[WHAT THE EXERCISE ASKS] From the forum excerpt on storage migration below, extract the passage that begins at the words "Oh, you are" and stops after the words "be a hint ...", copying it without any change.

[SELECTED PASSAGE]
Oh, you are using raw disks backed by block volumes. That was not
obvious before ;)

> 
> I'm guessing that it's this weird message at the destination machine:
> 
> 2022-04-19 13:31:09.394+0000: 1412559: error : virKeepAliveTimerInternal:137
> : internal error: connection closed due to keepalive timeout

That certainly could be a hint ...

> 
> Source machine says:
> 2022-04-19 13:31:09.432+0000: 2641309: debug :
> qemuMonitorJSONIOProcessLine:220 : Line [{"timestamp": {"seconds":
> 1650375069, "microseconds": 432613}, "event": "BLOCK_JOB_ERROR", "data":
> {"device": "drive-virtio-disk2", "operation": "write", "action": "report"}}]
> 2022-04-19 13:31:09.432+0000: 2641309: debug : virJSONValueFromString:1822 :
> string={"timestamp": {"seconds": 1650375069, "microseconds": 432613},
> "event": "BLOCK_JOB_ERROR", "data": {"device": "drive-virtio-disk2",
> "operation": "write", "action": "report"}}

The migration of non-shared storage works as follows:

1) libvirt sets up everything
2) libvirt asks destination qemu to open an NBD server exporting the
   disk backends
3) source libvirt instructs qemu to copy the disks to the NBD server via
   a block-copy job
4) when the block jobs converge, source qemu is instructed to migrate
   memory
5) when memory migrates, source qemu is killed and destination is
resumed

Now from the keepalive failure on the destiantion it seems that the
network connection at least between the migration controller and the
destination libvirt broke. That might actually cause also the NBD
connection to break and in such case the block job gets an I/O error.

[RECORDS PROVIDED]

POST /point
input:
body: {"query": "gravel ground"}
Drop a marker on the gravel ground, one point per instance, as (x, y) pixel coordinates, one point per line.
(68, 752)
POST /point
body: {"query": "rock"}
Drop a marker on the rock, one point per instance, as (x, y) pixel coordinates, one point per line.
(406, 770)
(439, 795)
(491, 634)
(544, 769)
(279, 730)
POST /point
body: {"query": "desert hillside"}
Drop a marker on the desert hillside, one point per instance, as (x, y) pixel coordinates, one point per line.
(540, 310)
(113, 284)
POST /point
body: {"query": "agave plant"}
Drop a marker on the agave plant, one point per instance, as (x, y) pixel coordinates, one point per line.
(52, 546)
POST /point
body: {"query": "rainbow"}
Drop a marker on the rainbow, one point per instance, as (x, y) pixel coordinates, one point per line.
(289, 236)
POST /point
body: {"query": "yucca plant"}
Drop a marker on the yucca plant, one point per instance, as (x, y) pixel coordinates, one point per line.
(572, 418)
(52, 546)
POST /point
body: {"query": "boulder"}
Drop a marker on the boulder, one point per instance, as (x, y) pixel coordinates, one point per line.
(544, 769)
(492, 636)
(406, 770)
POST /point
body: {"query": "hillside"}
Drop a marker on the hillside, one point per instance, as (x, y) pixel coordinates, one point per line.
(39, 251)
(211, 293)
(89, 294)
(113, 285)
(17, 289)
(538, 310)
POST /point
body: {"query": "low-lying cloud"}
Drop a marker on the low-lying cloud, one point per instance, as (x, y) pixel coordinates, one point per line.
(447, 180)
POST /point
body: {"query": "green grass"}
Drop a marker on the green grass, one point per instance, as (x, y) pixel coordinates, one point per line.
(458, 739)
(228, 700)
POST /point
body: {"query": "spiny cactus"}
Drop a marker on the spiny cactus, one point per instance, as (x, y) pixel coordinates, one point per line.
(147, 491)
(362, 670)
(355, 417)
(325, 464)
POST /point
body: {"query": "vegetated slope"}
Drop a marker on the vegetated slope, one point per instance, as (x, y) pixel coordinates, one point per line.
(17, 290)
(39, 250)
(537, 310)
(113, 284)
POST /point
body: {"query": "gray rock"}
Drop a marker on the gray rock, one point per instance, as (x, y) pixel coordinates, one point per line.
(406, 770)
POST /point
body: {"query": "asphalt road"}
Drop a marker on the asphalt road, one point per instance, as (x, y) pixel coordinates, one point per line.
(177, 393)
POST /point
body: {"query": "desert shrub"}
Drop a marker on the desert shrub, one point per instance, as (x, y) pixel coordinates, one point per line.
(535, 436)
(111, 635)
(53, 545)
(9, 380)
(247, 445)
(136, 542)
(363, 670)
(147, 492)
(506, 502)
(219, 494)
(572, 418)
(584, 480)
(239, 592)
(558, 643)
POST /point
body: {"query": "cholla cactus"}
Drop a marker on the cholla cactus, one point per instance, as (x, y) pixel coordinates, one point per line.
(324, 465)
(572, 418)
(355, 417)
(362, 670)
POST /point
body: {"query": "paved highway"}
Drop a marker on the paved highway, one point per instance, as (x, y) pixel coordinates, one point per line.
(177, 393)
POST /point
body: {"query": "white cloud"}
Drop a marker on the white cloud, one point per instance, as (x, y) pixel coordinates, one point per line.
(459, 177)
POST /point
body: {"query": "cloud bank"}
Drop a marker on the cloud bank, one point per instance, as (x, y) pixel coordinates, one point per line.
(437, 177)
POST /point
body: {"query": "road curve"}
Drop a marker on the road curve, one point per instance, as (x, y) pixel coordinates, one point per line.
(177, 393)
* * *
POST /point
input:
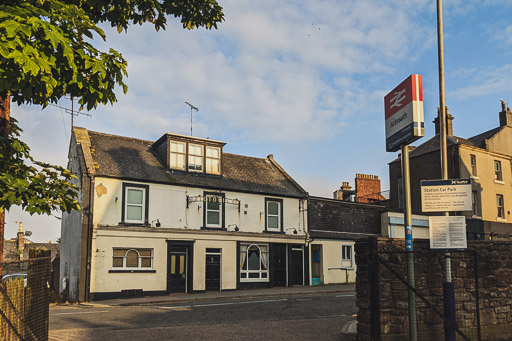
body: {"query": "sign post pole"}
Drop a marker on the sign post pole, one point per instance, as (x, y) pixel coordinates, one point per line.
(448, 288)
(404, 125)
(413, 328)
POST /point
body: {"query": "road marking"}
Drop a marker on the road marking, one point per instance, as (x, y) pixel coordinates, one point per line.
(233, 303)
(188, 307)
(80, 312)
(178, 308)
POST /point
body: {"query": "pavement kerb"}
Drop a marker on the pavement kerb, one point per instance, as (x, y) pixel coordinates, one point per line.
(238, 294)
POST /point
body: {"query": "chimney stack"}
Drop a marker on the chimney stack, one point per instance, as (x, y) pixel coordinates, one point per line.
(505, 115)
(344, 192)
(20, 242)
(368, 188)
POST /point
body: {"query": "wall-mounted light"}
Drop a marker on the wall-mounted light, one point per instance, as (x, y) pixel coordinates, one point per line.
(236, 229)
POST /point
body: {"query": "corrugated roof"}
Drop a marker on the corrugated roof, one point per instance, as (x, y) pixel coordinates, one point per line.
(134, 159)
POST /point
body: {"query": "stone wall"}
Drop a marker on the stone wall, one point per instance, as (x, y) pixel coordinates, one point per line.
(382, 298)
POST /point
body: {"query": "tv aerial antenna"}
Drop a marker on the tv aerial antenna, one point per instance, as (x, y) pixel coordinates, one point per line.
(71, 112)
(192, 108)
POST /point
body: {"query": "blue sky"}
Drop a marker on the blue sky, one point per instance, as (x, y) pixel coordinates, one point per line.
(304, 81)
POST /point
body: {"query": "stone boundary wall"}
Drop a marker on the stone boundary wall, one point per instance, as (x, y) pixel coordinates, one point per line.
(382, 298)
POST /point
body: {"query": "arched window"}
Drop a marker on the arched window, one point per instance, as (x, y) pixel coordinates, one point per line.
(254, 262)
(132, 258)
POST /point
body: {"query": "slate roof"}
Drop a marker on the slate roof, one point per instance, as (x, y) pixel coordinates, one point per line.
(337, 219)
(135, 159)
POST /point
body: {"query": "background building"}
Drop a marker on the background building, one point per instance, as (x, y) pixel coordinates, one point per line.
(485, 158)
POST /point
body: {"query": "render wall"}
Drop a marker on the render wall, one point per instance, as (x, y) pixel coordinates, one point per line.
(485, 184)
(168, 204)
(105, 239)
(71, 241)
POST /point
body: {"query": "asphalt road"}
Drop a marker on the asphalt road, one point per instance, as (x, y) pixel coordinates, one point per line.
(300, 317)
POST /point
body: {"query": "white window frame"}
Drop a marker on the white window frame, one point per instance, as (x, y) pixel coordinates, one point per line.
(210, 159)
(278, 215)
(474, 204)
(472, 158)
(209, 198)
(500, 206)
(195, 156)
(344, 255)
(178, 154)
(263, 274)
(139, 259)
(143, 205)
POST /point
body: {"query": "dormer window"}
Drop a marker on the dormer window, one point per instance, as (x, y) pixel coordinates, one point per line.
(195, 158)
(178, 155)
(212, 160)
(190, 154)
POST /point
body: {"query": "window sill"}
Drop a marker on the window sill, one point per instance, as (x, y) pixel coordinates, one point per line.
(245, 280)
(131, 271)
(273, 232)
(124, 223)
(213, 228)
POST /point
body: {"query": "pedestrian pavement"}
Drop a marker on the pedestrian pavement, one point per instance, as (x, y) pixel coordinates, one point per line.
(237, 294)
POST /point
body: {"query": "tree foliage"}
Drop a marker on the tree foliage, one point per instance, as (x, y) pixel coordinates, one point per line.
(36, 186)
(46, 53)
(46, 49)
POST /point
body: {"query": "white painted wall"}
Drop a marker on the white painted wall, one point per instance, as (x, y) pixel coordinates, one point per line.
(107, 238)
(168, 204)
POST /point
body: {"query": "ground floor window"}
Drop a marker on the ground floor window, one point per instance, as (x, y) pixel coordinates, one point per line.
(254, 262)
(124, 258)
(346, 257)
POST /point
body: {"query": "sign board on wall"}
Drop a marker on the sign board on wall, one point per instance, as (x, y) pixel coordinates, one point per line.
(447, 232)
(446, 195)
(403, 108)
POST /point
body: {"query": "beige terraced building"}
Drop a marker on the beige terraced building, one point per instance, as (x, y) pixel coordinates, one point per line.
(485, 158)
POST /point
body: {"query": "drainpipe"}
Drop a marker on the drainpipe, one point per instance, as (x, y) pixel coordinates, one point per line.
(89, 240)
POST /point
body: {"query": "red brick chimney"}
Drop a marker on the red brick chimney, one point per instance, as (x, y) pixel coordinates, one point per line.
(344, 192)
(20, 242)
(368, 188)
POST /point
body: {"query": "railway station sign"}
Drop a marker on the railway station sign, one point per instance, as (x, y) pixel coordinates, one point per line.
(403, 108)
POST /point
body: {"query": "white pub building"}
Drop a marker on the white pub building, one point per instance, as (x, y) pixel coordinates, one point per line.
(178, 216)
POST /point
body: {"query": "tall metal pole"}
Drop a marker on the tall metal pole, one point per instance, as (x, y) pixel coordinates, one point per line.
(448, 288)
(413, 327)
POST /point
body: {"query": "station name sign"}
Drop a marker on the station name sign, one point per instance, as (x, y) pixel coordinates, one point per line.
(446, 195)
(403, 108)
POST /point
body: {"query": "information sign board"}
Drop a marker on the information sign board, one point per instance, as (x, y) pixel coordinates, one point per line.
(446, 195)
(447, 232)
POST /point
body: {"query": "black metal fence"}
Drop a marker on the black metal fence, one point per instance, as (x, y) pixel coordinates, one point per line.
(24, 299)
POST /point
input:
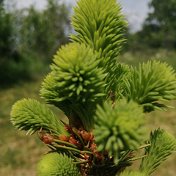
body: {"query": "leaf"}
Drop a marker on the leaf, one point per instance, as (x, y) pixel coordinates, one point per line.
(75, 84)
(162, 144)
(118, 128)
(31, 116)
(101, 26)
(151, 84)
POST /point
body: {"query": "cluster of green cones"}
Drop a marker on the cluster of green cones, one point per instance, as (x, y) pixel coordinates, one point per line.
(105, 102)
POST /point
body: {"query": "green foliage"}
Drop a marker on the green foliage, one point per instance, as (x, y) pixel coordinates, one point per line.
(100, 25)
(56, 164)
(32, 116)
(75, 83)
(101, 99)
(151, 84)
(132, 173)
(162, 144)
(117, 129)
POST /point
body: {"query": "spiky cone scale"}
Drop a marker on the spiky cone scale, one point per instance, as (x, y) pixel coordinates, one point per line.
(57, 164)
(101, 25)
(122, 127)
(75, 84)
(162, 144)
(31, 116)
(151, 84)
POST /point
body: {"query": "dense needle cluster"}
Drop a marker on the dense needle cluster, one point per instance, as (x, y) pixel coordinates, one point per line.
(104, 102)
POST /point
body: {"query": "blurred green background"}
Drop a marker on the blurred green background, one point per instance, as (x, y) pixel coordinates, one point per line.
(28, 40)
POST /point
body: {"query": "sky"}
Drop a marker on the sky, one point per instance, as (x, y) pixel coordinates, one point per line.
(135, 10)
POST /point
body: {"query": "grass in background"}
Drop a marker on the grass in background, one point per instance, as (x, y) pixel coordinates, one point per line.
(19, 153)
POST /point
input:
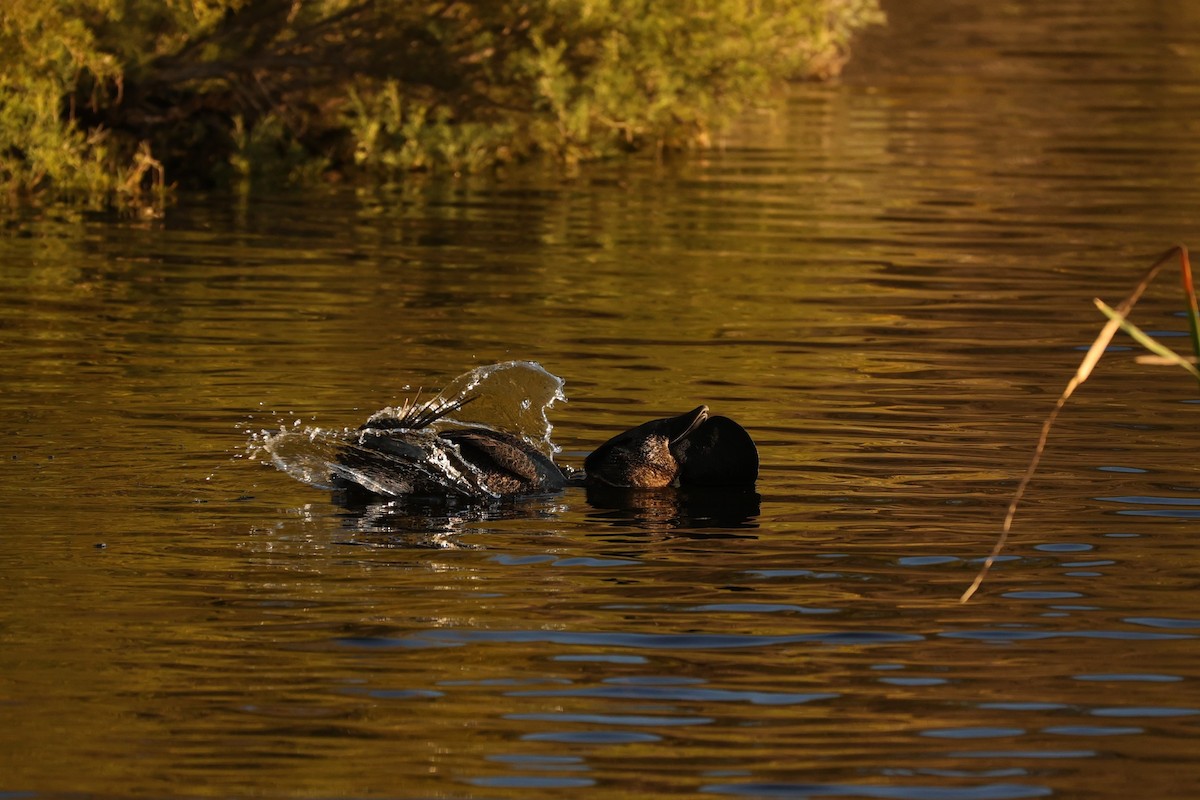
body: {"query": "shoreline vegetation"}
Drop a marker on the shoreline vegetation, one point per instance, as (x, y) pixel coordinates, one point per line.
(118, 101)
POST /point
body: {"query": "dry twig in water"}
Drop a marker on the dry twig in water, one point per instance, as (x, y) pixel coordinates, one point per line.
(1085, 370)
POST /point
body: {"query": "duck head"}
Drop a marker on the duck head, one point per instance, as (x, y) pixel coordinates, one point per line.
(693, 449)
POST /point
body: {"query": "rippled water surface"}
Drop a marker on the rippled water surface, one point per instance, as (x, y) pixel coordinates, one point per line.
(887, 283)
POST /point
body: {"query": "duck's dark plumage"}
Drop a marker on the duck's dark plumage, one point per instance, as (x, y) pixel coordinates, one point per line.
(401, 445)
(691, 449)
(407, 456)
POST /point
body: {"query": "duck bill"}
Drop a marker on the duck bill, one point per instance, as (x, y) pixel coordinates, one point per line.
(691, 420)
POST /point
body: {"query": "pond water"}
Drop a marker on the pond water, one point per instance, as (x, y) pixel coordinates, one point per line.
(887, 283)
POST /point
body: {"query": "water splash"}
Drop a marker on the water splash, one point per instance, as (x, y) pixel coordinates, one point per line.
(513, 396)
==
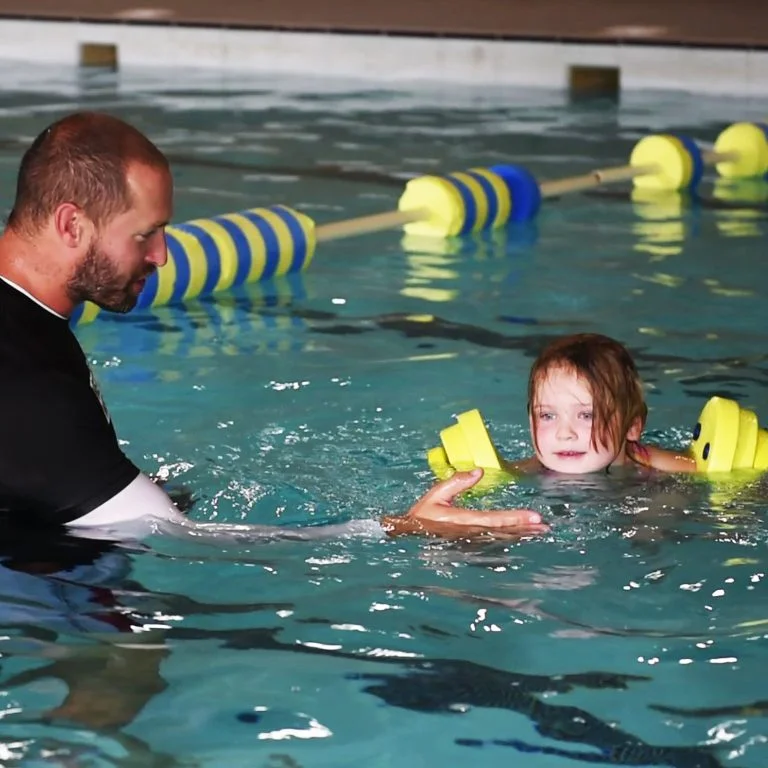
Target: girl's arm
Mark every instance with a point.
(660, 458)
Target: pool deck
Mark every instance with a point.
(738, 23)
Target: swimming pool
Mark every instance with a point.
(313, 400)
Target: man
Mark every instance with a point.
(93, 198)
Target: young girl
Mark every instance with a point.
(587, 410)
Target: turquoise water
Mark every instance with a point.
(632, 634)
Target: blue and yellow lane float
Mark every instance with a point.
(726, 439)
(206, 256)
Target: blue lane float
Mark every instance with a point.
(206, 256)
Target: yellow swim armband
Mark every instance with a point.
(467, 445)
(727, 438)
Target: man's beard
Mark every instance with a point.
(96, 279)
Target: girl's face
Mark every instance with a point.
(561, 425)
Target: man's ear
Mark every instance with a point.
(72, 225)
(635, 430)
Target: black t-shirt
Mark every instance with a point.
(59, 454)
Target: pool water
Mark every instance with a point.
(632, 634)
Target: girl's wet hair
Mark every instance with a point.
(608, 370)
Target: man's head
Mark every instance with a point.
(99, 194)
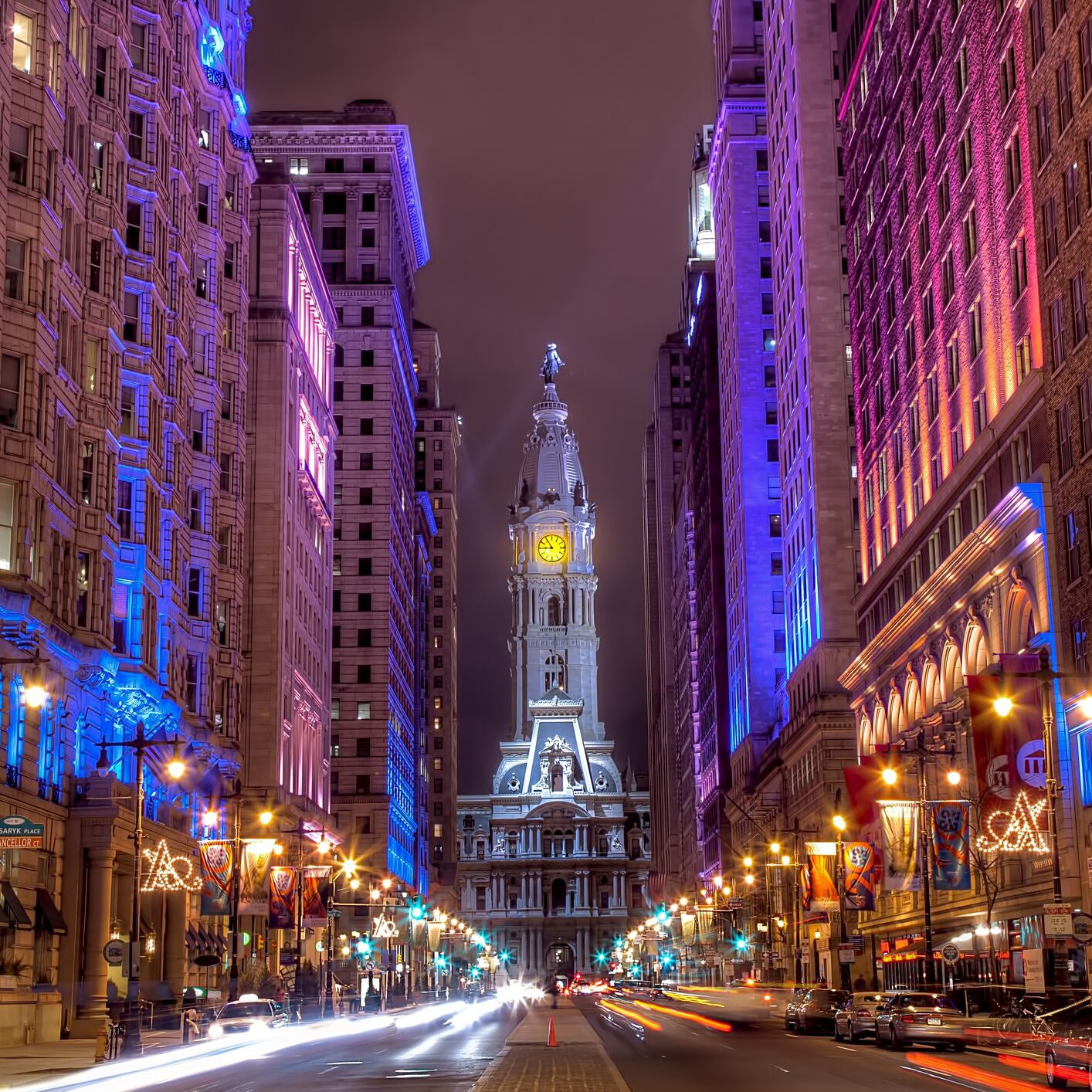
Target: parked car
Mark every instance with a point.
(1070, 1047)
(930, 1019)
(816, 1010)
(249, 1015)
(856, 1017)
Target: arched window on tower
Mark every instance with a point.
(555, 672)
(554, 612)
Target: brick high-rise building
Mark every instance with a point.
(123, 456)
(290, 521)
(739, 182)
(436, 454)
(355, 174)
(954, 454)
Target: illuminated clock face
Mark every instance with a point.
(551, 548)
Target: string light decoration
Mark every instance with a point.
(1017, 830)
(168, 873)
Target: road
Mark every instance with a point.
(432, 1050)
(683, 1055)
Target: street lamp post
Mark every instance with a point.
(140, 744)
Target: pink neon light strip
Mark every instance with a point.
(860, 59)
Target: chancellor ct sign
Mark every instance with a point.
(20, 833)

[RIGHT ANSWER]
Oh, you are using raw disks backed by block volumes. That was not
obvious before ;)

> 
> I'm guessing that it's this weird message at the destination machine:
> 
> 2022-04-19 13:31:09.394+0000: 1412559: error : virKeepAliveTimerInternal:137
> : internal error: connection closed due to keepalive timeout

That certainly could be a hint ...